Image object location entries

_ _ _ _ _ _ _

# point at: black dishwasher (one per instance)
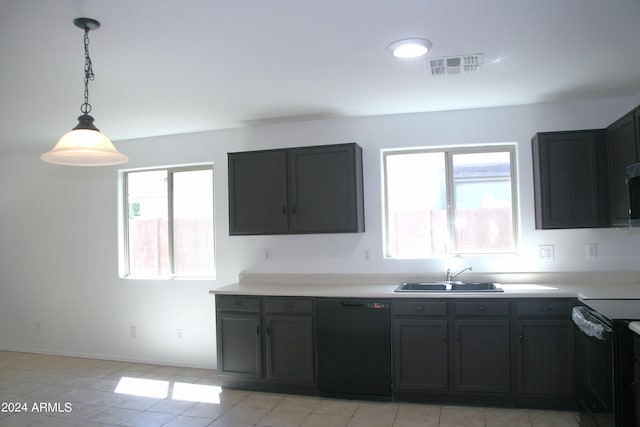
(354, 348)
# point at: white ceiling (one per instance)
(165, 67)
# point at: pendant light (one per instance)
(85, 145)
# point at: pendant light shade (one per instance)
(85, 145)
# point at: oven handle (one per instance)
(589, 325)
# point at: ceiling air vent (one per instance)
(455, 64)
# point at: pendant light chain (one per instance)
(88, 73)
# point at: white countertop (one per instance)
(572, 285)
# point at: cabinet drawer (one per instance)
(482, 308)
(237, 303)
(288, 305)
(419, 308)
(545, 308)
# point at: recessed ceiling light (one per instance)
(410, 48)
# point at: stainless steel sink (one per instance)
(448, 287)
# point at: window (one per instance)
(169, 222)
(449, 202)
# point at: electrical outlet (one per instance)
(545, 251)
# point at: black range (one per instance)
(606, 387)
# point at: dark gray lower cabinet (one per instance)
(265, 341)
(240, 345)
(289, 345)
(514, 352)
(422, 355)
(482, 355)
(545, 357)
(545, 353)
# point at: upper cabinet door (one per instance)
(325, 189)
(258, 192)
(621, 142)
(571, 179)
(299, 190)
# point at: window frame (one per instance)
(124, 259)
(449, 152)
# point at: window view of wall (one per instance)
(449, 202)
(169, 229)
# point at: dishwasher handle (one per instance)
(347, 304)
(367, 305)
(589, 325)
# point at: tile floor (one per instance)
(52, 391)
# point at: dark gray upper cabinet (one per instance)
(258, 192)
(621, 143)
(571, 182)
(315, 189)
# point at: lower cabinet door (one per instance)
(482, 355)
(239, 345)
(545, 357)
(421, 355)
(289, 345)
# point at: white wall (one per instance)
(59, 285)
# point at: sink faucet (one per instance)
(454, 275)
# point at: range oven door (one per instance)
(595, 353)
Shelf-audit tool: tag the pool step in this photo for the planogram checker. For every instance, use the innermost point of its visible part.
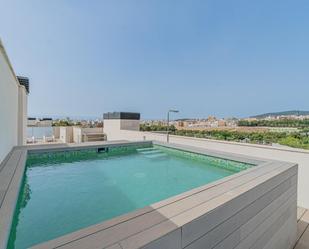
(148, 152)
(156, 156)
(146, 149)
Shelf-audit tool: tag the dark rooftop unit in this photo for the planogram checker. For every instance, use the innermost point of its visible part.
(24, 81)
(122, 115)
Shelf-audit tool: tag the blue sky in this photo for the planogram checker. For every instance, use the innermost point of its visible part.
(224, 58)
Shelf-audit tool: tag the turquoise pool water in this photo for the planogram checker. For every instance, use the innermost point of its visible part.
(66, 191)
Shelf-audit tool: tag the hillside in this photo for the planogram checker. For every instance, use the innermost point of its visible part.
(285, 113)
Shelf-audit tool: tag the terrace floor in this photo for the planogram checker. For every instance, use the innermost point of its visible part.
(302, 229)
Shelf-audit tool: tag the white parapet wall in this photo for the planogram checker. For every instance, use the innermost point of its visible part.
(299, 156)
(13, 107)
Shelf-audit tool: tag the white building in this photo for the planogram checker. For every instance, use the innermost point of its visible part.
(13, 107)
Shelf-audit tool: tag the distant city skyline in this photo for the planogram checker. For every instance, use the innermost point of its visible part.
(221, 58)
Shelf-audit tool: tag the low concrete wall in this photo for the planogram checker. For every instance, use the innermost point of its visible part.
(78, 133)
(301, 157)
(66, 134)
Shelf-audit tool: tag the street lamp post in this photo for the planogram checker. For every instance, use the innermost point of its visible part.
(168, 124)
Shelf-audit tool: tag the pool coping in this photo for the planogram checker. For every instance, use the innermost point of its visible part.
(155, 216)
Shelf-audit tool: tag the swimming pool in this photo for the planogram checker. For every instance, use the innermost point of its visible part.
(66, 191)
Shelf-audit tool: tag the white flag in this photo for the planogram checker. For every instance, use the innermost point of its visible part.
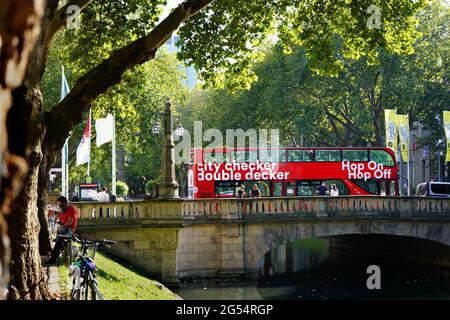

_ _ _ _ _ _ _

→ **Stated problem**: Excluding pictures, copy exactly the lines from the line containing "Shelf-audit tool: tag the street" through the last line of the data, inclusive.

→ **Solution to this task**:
Shelf-audit tool: tag the street lamp post in this photo for the planogram checker. For every instance, use the innermost point of its visible part.
(168, 124)
Shelf-audit tool: tag the pool coping in this photo for the planogram checker. For every instance, use the innermost point of its visible part.
(155, 216)
Shelf-audit tool: tag the swimming pool in this photo for the planogram checker. For every instance, use the innermost point of its visible part.
(66, 191)
Shelf-audit tool: tag the white flag in this photo for the planogram checker. For every instance, use the innermost point of its visible part.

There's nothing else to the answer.